# Required action
Output, word for word, the lines of this listing that fall between the line with "In this picture, where can the recessed" and the line with "In this picture, where can the white sand", counting both of those lines, and no others.

# Data records
------------------------------------
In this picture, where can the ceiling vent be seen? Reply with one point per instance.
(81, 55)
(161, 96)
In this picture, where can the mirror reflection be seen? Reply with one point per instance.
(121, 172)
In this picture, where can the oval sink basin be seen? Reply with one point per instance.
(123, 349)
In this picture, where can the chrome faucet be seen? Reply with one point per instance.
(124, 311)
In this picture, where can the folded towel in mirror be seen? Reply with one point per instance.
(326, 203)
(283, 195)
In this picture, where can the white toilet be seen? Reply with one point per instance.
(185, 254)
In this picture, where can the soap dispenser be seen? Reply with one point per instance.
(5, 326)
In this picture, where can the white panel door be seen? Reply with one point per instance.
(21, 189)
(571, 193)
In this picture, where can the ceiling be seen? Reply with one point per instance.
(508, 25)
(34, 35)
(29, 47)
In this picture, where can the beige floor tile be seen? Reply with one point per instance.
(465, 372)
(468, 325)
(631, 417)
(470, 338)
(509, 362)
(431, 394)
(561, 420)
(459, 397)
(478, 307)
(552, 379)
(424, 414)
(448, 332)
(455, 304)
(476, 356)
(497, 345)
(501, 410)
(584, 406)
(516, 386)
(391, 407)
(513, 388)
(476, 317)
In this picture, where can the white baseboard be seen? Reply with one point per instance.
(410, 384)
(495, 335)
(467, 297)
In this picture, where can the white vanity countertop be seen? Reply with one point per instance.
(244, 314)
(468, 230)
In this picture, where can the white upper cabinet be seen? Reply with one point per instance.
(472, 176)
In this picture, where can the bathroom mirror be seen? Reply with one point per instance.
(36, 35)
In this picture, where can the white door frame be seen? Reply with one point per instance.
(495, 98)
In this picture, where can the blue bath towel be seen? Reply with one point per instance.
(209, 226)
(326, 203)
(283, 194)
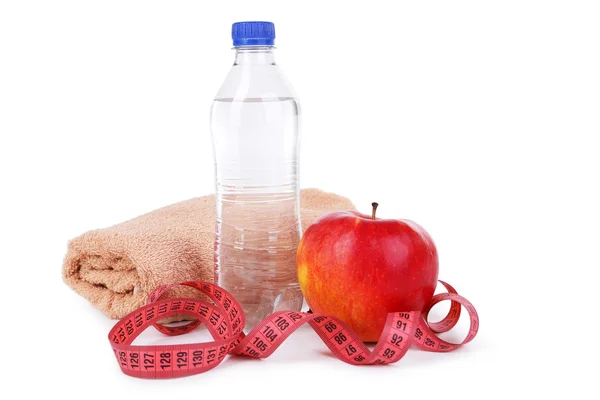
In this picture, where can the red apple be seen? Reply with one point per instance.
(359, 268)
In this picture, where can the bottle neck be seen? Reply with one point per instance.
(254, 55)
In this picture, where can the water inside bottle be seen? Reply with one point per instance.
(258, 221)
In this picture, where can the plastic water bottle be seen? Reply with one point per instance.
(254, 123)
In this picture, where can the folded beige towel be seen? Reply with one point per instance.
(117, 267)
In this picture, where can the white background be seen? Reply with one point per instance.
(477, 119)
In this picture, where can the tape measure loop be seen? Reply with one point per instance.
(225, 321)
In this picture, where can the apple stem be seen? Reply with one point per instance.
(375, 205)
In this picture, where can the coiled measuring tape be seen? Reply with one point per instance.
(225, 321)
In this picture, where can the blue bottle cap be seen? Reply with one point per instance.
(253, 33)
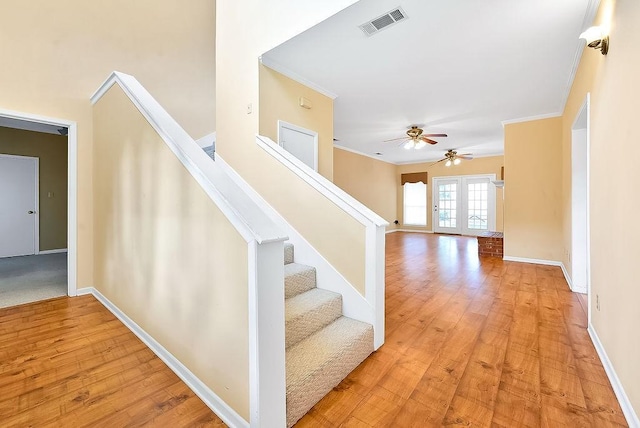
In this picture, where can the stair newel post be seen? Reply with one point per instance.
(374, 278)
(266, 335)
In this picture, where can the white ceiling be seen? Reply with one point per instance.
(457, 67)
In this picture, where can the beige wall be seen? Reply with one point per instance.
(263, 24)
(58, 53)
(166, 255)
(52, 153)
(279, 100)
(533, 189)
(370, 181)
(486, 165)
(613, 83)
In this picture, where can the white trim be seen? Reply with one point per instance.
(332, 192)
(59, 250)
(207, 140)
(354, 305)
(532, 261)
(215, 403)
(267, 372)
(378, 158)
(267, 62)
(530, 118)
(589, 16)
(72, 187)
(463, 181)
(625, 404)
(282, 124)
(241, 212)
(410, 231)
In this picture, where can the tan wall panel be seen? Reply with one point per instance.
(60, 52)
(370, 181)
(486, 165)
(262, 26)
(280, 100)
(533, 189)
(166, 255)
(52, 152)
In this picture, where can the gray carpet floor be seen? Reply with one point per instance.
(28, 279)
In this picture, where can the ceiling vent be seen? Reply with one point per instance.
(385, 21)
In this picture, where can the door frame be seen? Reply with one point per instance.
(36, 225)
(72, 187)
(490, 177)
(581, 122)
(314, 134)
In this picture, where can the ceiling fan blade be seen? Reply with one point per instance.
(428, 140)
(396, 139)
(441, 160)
------------------------------------
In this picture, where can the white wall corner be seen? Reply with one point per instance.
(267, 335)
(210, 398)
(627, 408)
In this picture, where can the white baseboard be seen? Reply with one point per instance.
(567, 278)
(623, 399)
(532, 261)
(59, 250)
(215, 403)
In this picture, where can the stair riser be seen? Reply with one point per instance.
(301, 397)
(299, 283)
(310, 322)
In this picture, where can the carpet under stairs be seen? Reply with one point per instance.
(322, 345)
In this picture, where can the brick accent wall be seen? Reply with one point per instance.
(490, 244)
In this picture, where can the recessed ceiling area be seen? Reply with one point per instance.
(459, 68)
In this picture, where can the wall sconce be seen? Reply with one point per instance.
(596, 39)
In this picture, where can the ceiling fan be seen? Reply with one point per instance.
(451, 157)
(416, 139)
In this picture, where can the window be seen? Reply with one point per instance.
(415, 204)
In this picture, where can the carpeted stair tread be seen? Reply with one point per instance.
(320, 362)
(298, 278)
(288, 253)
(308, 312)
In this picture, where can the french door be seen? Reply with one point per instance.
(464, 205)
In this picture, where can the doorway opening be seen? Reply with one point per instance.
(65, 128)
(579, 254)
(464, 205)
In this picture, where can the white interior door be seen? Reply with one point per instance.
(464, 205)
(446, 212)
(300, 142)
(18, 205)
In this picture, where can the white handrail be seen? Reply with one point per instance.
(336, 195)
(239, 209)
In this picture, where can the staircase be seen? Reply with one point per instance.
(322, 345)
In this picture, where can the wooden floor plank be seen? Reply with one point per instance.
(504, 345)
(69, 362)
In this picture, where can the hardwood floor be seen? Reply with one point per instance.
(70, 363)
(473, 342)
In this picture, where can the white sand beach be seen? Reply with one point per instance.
------------------------------------
# Response to this task
In this picture, where can the recessed ceiling area be seen? Reply with one point per instance.
(459, 68)
In this picture, where can the wall sconce be seen? Reply with one point per instance.
(596, 39)
In this picture, where can the ceiling fan be seen? Reply with one point per instance.
(451, 157)
(416, 139)
In this picture, where can the window be seen? Reply with one point per instance.
(415, 204)
In this picture, where can the carpeted stair tread be seen? Reply with one point per instance.
(320, 362)
(298, 278)
(288, 253)
(308, 312)
In this picture, where can the french door be seen? Reply with one point per instance.
(464, 205)
In this picture, where can the doorway opening be seen? Reply with one point per instance.
(65, 128)
(579, 254)
(464, 205)
In this picture, where can the white interior door be seen? Reply with one point per instance.
(464, 205)
(446, 212)
(300, 142)
(18, 205)
In this picture, where can the white handrail be seen? Reply with one point per instance.
(336, 195)
(239, 209)
In this picture, where can the staircase be seen? Reply with one point per instance.
(322, 345)
In this picture, where can the wooden floor plank be seen? Reply with one point per instance.
(504, 345)
(69, 362)
In this picture, where can the hardwood floor be seen? Reply with one point per instance.
(70, 363)
(473, 342)
In this picture, where can the white sand beach be seen? Reply with one point per instance.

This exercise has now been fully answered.